- **SUPPLIED MATERIAL**:
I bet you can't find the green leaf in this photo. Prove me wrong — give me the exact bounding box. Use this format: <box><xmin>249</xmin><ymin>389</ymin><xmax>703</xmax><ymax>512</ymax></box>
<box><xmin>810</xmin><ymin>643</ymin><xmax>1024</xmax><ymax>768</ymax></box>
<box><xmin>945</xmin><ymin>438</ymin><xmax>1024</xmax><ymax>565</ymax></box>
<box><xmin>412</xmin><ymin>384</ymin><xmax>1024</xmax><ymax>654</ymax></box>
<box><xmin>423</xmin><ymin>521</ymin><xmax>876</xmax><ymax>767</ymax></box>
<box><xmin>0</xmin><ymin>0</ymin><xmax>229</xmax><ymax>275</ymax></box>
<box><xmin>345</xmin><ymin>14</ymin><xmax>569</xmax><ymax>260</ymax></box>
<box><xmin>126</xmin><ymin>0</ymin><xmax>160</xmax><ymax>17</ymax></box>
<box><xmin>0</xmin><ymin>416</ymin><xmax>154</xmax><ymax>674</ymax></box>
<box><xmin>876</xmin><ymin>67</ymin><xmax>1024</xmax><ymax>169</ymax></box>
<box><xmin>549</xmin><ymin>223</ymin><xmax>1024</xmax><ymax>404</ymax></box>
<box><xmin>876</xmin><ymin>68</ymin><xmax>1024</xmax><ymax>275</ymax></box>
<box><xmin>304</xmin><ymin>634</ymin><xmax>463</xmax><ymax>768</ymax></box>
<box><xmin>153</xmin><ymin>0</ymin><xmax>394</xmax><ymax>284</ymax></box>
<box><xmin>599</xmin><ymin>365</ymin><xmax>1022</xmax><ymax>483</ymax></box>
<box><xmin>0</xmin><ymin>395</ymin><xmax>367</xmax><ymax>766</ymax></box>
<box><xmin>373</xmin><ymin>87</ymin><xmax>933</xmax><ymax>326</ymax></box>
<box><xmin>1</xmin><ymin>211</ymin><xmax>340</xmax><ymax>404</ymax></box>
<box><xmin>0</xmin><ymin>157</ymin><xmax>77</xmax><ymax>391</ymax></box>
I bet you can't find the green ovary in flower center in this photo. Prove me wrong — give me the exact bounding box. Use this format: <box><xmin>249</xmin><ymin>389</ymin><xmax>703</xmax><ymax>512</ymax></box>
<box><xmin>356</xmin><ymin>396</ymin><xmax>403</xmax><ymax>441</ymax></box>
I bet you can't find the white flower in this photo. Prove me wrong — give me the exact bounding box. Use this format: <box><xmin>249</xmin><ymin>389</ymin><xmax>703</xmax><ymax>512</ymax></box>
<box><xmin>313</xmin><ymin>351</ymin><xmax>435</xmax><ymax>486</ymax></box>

- **ACTIVITY**: Exact copy required. Retype all of the entries word for word.

- **YOUR SOLUTION**:
I bet you can't find the green leaf in this photo. Prove me wrong — give me the exact bounding box. Use this format: <box><xmin>249</xmin><ymin>389</ymin><xmax>703</xmax><ymax>512</ymax></box>
<box><xmin>810</xmin><ymin>643</ymin><xmax>1024</xmax><ymax>768</ymax></box>
<box><xmin>945</xmin><ymin>438</ymin><xmax>1024</xmax><ymax>565</ymax></box>
<box><xmin>412</xmin><ymin>384</ymin><xmax>1024</xmax><ymax>654</ymax></box>
<box><xmin>423</xmin><ymin>521</ymin><xmax>876</xmax><ymax>767</ymax></box>
<box><xmin>0</xmin><ymin>0</ymin><xmax>229</xmax><ymax>275</ymax></box>
<box><xmin>345</xmin><ymin>14</ymin><xmax>569</xmax><ymax>260</ymax></box>
<box><xmin>126</xmin><ymin>0</ymin><xmax>160</xmax><ymax>17</ymax></box>
<box><xmin>0</xmin><ymin>416</ymin><xmax>154</xmax><ymax>674</ymax></box>
<box><xmin>876</xmin><ymin>67</ymin><xmax>1024</xmax><ymax>169</ymax></box>
<box><xmin>549</xmin><ymin>223</ymin><xmax>1024</xmax><ymax>404</ymax></box>
<box><xmin>876</xmin><ymin>68</ymin><xmax>1024</xmax><ymax>275</ymax></box>
<box><xmin>304</xmin><ymin>634</ymin><xmax>463</xmax><ymax>768</ymax></box>
<box><xmin>153</xmin><ymin>0</ymin><xmax>394</xmax><ymax>284</ymax></box>
<box><xmin>599</xmin><ymin>365</ymin><xmax>1022</xmax><ymax>483</ymax></box>
<box><xmin>0</xmin><ymin>395</ymin><xmax>367</xmax><ymax>766</ymax></box>
<box><xmin>373</xmin><ymin>87</ymin><xmax>933</xmax><ymax>326</ymax></box>
<box><xmin>1</xmin><ymin>211</ymin><xmax>340</xmax><ymax>404</ymax></box>
<box><xmin>0</xmin><ymin>157</ymin><xmax>77</xmax><ymax>391</ymax></box>
I bet you can't find the green ovary in flower center in this photo. Prove me wrong — give me the exact bounding box. Use this format: <box><xmin>249</xmin><ymin>389</ymin><xmax>703</xmax><ymax>512</ymax></box>
<box><xmin>356</xmin><ymin>396</ymin><xmax>403</xmax><ymax>441</ymax></box>
I bet you can't find the white flower in this photo. Prove me wrong — give me the exact bounding box. Use this format: <box><xmin>249</xmin><ymin>389</ymin><xmax>703</xmax><ymax>512</ymax></box>
<box><xmin>313</xmin><ymin>351</ymin><xmax>435</xmax><ymax>486</ymax></box>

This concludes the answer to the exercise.